> **Entries supplied**:
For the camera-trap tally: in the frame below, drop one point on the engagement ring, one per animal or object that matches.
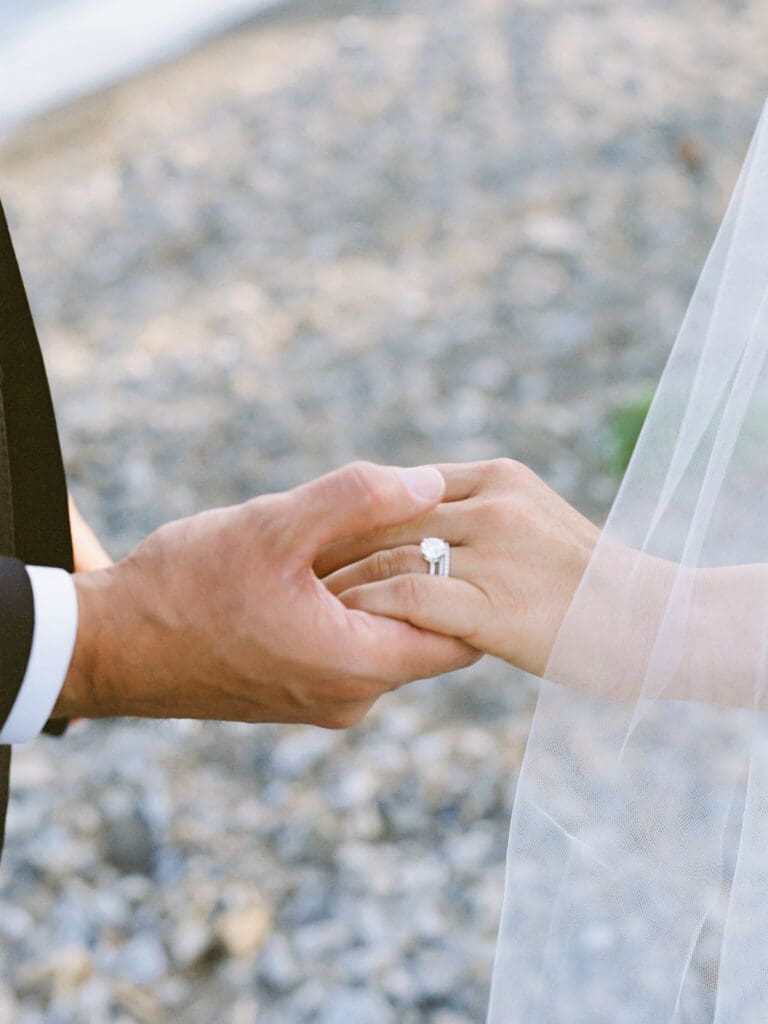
(437, 553)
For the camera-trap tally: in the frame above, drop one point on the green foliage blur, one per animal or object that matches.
(625, 425)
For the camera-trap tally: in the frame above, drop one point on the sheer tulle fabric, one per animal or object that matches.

> **Problem statement**: Output the listing exactly. Leave out any image.

> **Answer**:
For the camera-trap tally: in the frame below, drop one point on the engagement ring, one per animal or object that matches.
(437, 553)
For the camera-trap tally: in the frame above, drop one point on the green foliage blur, one per animal or object that matches.
(625, 425)
For the camera-trap tally: in the frame above, drop one point on the sheer tulle fabric, one per animal or object that matches.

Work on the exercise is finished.